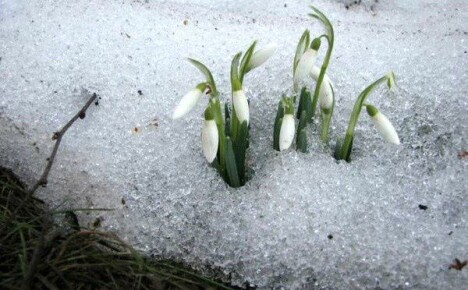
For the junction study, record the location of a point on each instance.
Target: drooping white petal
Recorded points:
(262, 55)
(287, 131)
(187, 103)
(326, 92)
(241, 106)
(385, 128)
(305, 65)
(210, 140)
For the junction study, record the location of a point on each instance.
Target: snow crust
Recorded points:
(303, 220)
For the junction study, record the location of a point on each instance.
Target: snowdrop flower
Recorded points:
(305, 65)
(188, 102)
(383, 125)
(326, 92)
(262, 55)
(288, 129)
(241, 106)
(210, 136)
(288, 126)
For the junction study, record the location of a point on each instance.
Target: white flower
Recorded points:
(262, 55)
(305, 65)
(188, 102)
(326, 92)
(241, 106)
(383, 125)
(210, 140)
(287, 131)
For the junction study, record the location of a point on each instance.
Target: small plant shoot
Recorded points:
(383, 125)
(303, 68)
(225, 135)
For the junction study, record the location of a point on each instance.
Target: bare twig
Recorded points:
(42, 182)
(58, 137)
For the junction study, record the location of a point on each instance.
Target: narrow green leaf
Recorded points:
(302, 121)
(205, 71)
(302, 141)
(337, 152)
(301, 137)
(235, 81)
(347, 143)
(277, 125)
(227, 125)
(304, 94)
(231, 166)
(240, 150)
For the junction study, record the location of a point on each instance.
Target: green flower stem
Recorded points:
(216, 108)
(330, 39)
(348, 141)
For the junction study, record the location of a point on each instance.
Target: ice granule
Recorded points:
(304, 220)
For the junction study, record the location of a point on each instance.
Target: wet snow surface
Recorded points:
(394, 217)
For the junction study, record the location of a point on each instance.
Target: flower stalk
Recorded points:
(344, 151)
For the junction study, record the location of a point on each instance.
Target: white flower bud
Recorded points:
(383, 125)
(305, 65)
(262, 55)
(210, 140)
(188, 102)
(287, 131)
(241, 106)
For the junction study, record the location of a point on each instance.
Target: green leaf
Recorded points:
(347, 143)
(337, 152)
(302, 121)
(301, 137)
(277, 125)
(227, 125)
(240, 149)
(304, 94)
(302, 141)
(205, 71)
(231, 166)
(244, 66)
(235, 81)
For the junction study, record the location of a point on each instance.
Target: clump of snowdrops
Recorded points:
(225, 133)
(304, 68)
(225, 137)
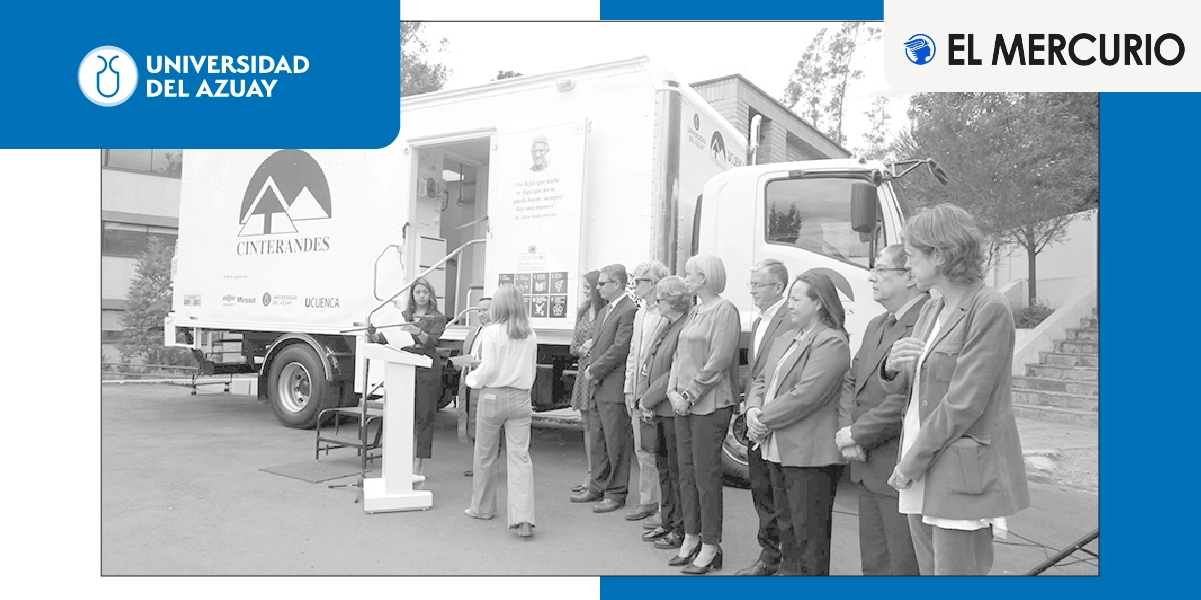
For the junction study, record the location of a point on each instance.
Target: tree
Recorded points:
(876, 139)
(1022, 163)
(417, 73)
(820, 87)
(149, 301)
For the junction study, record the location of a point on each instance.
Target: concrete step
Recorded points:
(1056, 400)
(1051, 414)
(1083, 335)
(1069, 359)
(1061, 385)
(1061, 372)
(1071, 347)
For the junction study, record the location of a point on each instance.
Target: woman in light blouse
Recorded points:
(961, 469)
(703, 390)
(508, 352)
(793, 417)
(581, 339)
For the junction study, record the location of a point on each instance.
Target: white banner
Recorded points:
(535, 220)
(1038, 46)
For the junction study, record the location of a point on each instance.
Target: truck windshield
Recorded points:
(813, 214)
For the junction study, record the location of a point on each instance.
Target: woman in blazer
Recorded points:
(961, 471)
(651, 388)
(703, 390)
(793, 415)
(426, 324)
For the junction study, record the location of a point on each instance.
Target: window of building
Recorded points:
(813, 214)
(163, 162)
(130, 240)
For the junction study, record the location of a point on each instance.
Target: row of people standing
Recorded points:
(922, 413)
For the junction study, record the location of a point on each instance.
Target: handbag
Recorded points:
(649, 435)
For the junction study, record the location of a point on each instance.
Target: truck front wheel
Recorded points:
(297, 387)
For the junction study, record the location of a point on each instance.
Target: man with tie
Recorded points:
(871, 425)
(769, 282)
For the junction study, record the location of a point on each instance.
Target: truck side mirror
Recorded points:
(864, 203)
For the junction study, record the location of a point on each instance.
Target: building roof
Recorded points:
(778, 105)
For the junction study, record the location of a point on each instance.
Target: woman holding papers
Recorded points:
(508, 352)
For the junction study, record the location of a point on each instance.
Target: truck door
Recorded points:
(805, 221)
(536, 214)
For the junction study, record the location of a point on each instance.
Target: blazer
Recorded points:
(968, 449)
(652, 388)
(610, 346)
(872, 414)
(778, 324)
(804, 417)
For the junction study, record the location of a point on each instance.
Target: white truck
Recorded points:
(285, 257)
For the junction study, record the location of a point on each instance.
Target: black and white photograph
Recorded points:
(622, 298)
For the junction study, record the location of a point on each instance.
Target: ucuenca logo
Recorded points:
(108, 76)
(920, 49)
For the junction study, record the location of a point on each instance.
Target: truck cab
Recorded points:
(834, 215)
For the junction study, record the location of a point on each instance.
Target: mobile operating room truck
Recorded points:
(286, 257)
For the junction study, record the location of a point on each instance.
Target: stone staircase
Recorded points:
(1063, 387)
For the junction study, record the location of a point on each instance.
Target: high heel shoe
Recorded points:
(715, 564)
(677, 561)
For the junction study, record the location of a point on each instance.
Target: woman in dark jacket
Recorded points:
(426, 325)
(651, 388)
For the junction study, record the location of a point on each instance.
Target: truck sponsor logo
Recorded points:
(288, 187)
(322, 303)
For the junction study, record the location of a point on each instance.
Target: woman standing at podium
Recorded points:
(425, 324)
(508, 357)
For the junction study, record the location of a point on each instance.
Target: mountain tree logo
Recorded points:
(288, 186)
(920, 49)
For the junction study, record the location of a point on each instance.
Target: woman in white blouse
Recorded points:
(503, 377)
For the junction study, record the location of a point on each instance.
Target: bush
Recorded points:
(1031, 317)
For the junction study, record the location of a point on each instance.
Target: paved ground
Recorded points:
(181, 493)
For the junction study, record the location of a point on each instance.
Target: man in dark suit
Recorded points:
(871, 420)
(609, 425)
(769, 282)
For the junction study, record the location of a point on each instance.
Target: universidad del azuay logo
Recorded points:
(920, 49)
(108, 76)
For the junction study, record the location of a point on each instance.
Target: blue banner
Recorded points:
(214, 75)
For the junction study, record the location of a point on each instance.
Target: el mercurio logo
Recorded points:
(920, 49)
(108, 76)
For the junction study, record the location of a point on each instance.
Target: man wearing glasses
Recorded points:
(646, 321)
(769, 282)
(609, 425)
(871, 421)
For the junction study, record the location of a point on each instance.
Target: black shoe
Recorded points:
(653, 534)
(715, 565)
(670, 541)
(759, 569)
(587, 497)
(608, 505)
(677, 561)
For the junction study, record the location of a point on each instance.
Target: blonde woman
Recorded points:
(703, 390)
(508, 352)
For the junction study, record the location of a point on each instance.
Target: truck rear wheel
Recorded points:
(297, 387)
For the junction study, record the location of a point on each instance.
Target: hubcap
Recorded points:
(294, 387)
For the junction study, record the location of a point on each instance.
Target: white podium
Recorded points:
(394, 490)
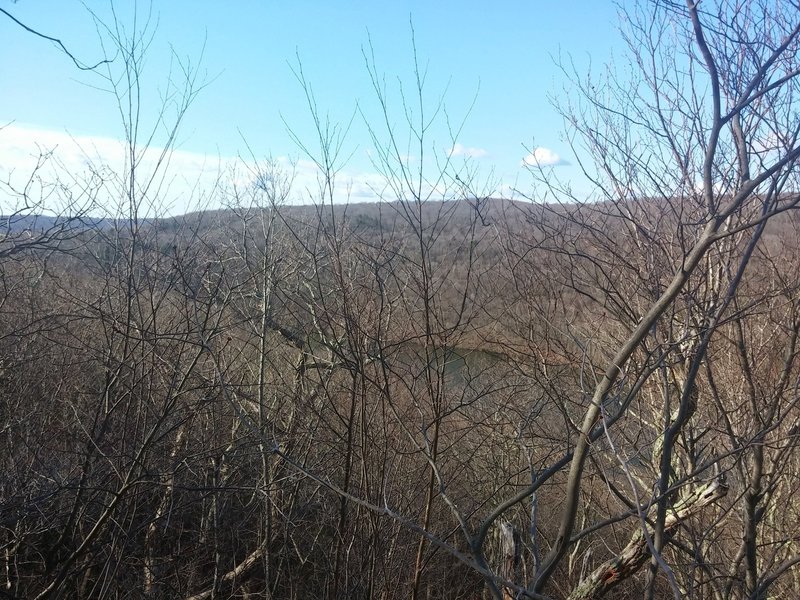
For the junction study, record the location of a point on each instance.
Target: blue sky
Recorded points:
(499, 55)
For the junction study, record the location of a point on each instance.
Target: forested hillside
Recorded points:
(444, 394)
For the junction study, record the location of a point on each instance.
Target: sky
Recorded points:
(491, 67)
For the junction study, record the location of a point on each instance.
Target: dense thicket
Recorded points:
(439, 395)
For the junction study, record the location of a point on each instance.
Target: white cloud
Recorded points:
(175, 182)
(191, 180)
(543, 157)
(460, 150)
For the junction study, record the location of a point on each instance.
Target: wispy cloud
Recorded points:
(469, 152)
(543, 157)
(184, 180)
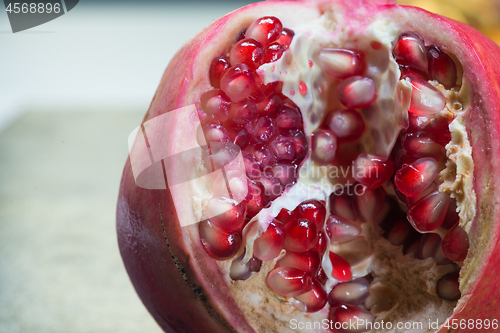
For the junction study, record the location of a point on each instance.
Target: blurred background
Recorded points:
(71, 91)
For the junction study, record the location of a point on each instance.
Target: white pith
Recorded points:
(313, 181)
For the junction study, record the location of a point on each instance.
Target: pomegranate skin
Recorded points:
(185, 289)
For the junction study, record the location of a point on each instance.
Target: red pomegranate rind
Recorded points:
(165, 265)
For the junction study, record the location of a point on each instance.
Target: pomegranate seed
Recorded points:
(410, 50)
(265, 29)
(218, 244)
(273, 52)
(340, 205)
(283, 148)
(258, 198)
(271, 106)
(324, 146)
(285, 173)
(438, 131)
(441, 67)
(240, 270)
(216, 105)
(268, 246)
(285, 215)
(238, 82)
(428, 214)
(341, 268)
(417, 145)
(289, 117)
(263, 130)
(412, 179)
(315, 299)
(217, 69)
(321, 276)
(289, 281)
(263, 156)
(372, 170)
(348, 125)
(399, 233)
(321, 244)
(357, 92)
(369, 203)
(351, 318)
(427, 246)
(247, 51)
(352, 292)
(313, 210)
(272, 185)
(226, 214)
(456, 244)
(342, 230)
(448, 287)
(340, 63)
(301, 235)
(425, 99)
(306, 261)
(286, 37)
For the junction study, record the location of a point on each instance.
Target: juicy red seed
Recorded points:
(289, 117)
(257, 198)
(417, 145)
(341, 63)
(357, 92)
(263, 156)
(448, 287)
(286, 173)
(238, 82)
(341, 268)
(348, 125)
(323, 146)
(313, 210)
(321, 244)
(353, 292)
(268, 246)
(369, 203)
(247, 51)
(456, 244)
(265, 29)
(286, 37)
(412, 179)
(342, 230)
(399, 233)
(289, 281)
(217, 69)
(441, 67)
(215, 104)
(428, 214)
(218, 244)
(301, 235)
(273, 52)
(410, 50)
(372, 170)
(226, 214)
(306, 261)
(341, 205)
(283, 148)
(315, 299)
(271, 106)
(263, 130)
(426, 100)
(438, 130)
(348, 316)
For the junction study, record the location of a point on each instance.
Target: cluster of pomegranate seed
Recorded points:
(268, 127)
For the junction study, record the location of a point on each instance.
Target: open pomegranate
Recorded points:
(369, 138)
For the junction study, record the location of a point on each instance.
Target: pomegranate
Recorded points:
(308, 164)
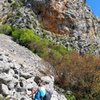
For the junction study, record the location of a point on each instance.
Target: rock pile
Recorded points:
(16, 78)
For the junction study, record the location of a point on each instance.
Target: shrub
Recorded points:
(5, 29)
(26, 37)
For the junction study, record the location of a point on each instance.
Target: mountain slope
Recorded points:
(18, 67)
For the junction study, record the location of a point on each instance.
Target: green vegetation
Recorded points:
(79, 74)
(17, 4)
(5, 29)
(4, 98)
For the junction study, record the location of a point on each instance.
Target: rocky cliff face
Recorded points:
(18, 67)
(72, 18)
(71, 21)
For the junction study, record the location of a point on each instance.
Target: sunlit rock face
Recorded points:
(65, 16)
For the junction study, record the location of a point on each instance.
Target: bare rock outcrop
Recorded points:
(18, 68)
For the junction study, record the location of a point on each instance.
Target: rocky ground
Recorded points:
(18, 67)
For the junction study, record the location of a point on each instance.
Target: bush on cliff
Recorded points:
(5, 29)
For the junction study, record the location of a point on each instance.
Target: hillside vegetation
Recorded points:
(79, 74)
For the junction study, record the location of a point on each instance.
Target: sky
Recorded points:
(95, 6)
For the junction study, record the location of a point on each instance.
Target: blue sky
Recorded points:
(95, 6)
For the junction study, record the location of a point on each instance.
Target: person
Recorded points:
(40, 92)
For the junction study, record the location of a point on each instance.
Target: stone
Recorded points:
(4, 89)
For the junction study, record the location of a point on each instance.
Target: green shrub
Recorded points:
(17, 4)
(26, 37)
(5, 29)
(61, 49)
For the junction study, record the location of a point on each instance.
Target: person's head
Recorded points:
(38, 80)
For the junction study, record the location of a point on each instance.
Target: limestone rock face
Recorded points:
(64, 16)
(73, 20)
(18, 70)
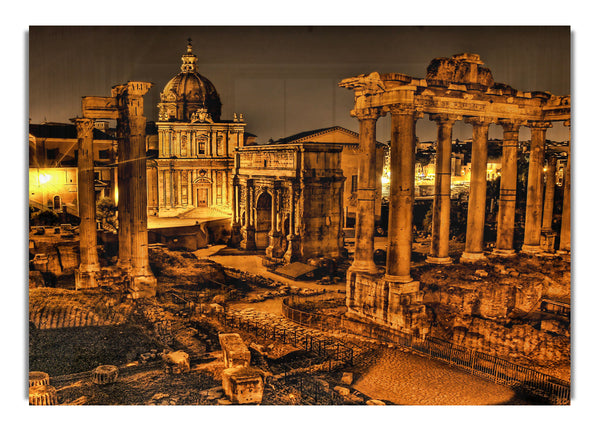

┄┄┄┄┄┄┄┄┄┄┄┄┄┄┄┄┄┄┄┄

▶ _Exercise_
Gather every line of the material that contains the word "seed".

▶ _Answer to the problem_
Target: pomegranate seed
Target: juicy red seed
Target: cluster of pomegranate seed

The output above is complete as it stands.